**** Input data ****

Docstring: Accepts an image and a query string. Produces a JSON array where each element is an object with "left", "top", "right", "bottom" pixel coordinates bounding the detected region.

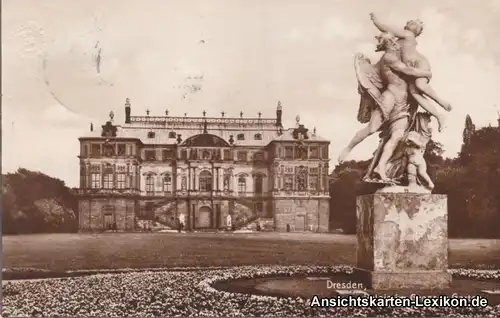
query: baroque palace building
[{"left": 75, "top": 99, "right": 330, "bottom": 232}]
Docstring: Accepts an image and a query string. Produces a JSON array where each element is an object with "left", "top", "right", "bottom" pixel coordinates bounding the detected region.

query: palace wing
[{"left": 354, "top": 53, "right": 384, "bottom": 124}]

****

## Activity:
The expected response is every entry above, repeated exactly, pictures removed.

## Result of this exercise:
Docstring: Accepts an image and a query string. Produces a JSON array where each element is an object with "left", "top", "right", "bottom" pixel coordinates bounding the detected region.

query: baroque palace building
[{"left": 75, "top": 99, "right": 330, "bottom": 232}]
Docstring: Accepts an image and a query string. Produces a JSON array where each element is an object with "left", "top", "right", "bottom" pixel coordinates bounding the detected region.

query: palace wing
[{"left": 354, "top": 53, "right": 384, "bottom": 124}]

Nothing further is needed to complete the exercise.